Stated exercise:
Return the line containing "wanted | a marker on every instance of the bench support" and all lines after it exactly; stop at the end of the material.

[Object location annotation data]
━━━━━━━━━━

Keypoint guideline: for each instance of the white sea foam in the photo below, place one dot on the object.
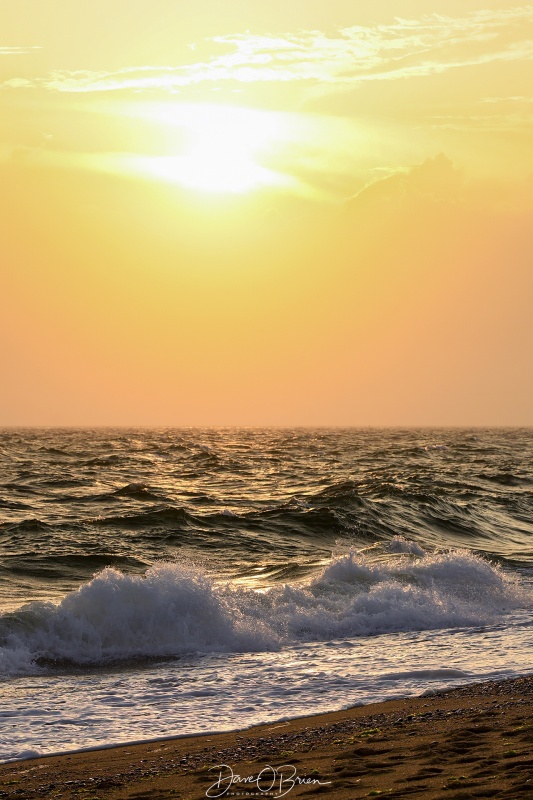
(176, 609)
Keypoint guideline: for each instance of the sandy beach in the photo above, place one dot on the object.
(470, 742)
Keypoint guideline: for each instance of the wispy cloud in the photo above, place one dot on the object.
(403, 49)
(16, 51)
(490, 114)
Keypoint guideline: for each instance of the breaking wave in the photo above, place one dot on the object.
(175, 609)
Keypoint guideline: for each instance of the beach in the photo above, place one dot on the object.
(468, 742)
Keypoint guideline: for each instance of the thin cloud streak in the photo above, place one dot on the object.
(17, 51)
(407, 48)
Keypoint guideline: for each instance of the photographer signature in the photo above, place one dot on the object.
(272, 781)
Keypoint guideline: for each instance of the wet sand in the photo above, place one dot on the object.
(471, 742)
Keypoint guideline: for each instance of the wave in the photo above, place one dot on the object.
(175, 609)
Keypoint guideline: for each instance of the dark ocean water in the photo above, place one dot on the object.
(159, 582)
(266, 505)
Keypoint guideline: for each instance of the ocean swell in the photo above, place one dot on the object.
(175, 609)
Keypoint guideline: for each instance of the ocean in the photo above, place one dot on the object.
(165, 582)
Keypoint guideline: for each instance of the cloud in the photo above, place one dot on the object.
(514, 113)
(16, 51)
(435, 180)
(406, 48)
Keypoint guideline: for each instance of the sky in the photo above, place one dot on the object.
(249, 213)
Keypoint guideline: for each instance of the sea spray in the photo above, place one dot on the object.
(174, 609)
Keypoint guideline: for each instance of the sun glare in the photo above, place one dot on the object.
(221, 147)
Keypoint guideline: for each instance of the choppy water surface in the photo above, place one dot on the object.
(208, 579)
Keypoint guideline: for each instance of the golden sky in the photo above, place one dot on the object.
(290, 212)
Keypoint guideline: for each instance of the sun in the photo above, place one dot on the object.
(220, 147)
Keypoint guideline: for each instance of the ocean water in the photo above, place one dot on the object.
(168, 582)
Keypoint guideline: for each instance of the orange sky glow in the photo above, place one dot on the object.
(249, 213)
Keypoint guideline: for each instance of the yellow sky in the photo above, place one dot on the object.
(283, 213)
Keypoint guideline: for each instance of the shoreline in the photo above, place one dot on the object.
(466, 742)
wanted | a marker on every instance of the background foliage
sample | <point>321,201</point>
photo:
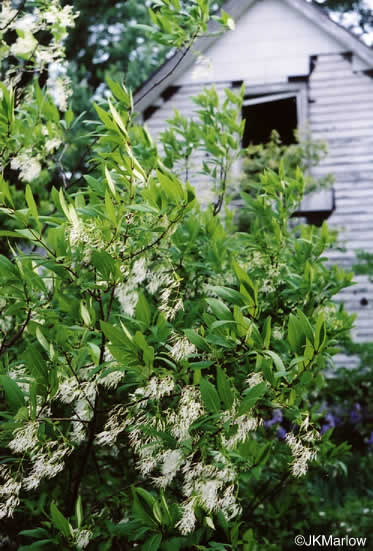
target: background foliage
<point>161,373</point>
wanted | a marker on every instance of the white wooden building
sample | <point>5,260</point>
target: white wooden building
<point>291,56</point>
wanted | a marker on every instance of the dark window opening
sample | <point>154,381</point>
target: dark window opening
<point>266,115</point>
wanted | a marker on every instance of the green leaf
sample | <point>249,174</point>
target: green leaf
<point>110,182</point>
<point>246,282</point>
<point>31,204</point>
<point>307,329</point>
<point>320,333</point>
<point>118,119</point>
<point>13,394</point>
<point>251,398</point>
<point>143,312</point>
<point>79,511</point>
<point>59,521</point>
<point>267,332</point>
<point>153,543</point>
<point>276,360</point>
<point>196,339</point>
<point>228,294</point>
<point>34,533</point>
<point>220,310</point>
<point>224,388</point>
<point>210,396</point>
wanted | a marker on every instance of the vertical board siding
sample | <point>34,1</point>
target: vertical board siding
<point>341,112</point>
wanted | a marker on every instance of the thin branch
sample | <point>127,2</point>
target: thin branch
<point>14,16</point>
<point>158,82</point>
<point>18,335</point>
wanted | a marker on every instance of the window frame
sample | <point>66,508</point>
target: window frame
<point>319,205</point>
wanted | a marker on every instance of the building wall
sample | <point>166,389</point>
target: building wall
<point>341,112</point>
<point>271,43</point>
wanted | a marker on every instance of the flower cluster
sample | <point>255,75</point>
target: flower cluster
<point>302,454</point>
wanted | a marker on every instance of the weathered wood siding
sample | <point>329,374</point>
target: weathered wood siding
<point>341,112</point>
<point>271,43</point>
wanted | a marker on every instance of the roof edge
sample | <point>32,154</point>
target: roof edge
<point>176,65</point>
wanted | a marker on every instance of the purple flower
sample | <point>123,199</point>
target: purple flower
<point>355,414</point>
<point>281,433</point>
<point>276,418</point>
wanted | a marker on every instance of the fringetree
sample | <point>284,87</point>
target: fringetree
<point>144,345</point>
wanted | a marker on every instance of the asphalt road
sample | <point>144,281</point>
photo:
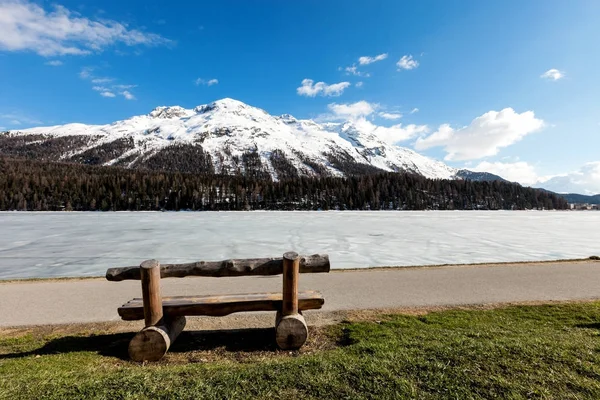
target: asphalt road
<point>96,300</point>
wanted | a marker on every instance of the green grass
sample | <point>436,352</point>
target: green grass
<point>546,352</point>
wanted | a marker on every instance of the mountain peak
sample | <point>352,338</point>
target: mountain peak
<point>234,137</point>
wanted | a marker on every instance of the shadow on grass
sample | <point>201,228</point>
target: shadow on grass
<point>116,345</point>
<point>592,325</point>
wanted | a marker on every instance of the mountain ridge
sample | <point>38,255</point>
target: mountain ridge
<point>230,137</point>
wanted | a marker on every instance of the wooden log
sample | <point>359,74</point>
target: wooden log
<point>240,267</point>
<point>291,266</point>
<point>153,342</point>
<point>150,277</point>
<point>220,305</point>
<point>291,331</point>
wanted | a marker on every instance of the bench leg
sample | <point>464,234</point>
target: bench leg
<point>291,331</point>
<point>290,327</point>
<point>153,342</point>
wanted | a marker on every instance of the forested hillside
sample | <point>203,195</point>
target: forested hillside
<point>43,186</point>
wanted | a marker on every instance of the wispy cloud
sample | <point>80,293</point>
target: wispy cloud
<point>353,110</point>
<point>26,26</point>
<point>17,118</point>
<point>206,82</point>
<point>484,137</point>
<point>390,116</point>
<point>127,95</point>
<point>553,74</point>
<point>102,80</point>
<point>103,85</point>
<point>358,113</point>
<point>353,70</point>
<point>407,62</point>
<point>310,89</point>
<point>366,60</point>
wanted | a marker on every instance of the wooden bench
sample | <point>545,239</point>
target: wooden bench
<point>165,316</point>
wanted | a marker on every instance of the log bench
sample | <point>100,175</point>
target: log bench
<point>165,316</point>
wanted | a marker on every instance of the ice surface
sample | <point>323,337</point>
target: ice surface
<point>86,244</point>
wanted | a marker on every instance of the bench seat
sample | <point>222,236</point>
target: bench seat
<point>220,305</point>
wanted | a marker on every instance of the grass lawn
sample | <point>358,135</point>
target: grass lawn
<point>548,352</point>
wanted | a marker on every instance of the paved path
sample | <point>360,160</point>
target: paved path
<point>95,300</point>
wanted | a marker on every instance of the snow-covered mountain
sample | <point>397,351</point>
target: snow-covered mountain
<point>226,136</point>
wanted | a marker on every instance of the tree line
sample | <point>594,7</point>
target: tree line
<point>50,186</point>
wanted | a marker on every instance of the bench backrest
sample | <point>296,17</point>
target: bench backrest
<point>315,263</point>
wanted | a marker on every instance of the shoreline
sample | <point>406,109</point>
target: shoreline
<point>339,270</point>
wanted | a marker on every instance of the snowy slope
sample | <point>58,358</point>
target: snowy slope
<point>228,129</point>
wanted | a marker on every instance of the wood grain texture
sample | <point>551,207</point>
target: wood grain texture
<point>240,267</point>
<point>218,306</point>
<point>151,294</point>
<point>291,265</point>
<point>291,331</point>
<point>153,342</point>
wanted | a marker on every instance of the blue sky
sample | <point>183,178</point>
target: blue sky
<point>464,62</point>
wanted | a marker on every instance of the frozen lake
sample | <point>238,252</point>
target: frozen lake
<point>86,244</point>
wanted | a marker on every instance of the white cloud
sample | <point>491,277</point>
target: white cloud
<point>407,62</point>
<point>103,86</point>
<point>391,116</point>
<point>311,89</point>
<point>392,134</point>
<point>520,171</point>
<point>351,111</point>
<point>26,26</point>
<point>18,118</point>
<point>366,60</point>
<point>102,80</point>
<point>86,72</point>
<point>357,113</point>
<point>353,70</point>
<point>128,95</point>
<point>553,74</point>
<point>485,136</point>
<point>209,82</point>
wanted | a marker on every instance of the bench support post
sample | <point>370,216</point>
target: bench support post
<point>150,277</point>
<point>291,331</point>
<point>153,342</point>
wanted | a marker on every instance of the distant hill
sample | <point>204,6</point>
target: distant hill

━━━━━━━━━━

Written answer:
wanted | a marker on every instance of the bench support post
sample | <point>370,216</point>
target: bench support post
<point>150,277</point>
<point>291,331</point>
<point>153,342</point>
wanted | a marker on every instance of the distant hill
sample | <point>204,6</point>
target: distant hill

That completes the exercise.